> [What to do] Reproduce the listing that follows character for character, excluding its pictures.

> [Material for this task]

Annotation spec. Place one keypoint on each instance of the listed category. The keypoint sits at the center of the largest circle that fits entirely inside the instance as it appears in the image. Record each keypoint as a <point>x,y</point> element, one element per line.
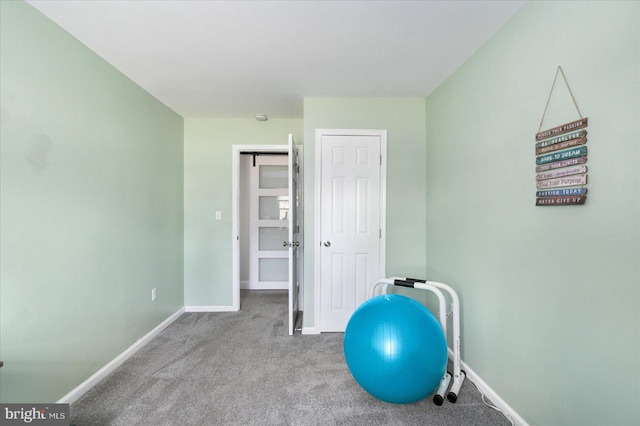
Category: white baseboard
<point>491,394</point>
<point>83,387</point>
<point>226,308</point>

> [Response box]
Annotation spec. Place one keypoint on each instance of the listed category. The keypoint sits at the center of the largest circle that fits entirely inside the instance as it appears in the image. Record each keypoint as a <point>x,y</point> element, one element per line.
Category: white baseboard
<point>491,394</point>
<point>83,387</point>
<point>226,308</point>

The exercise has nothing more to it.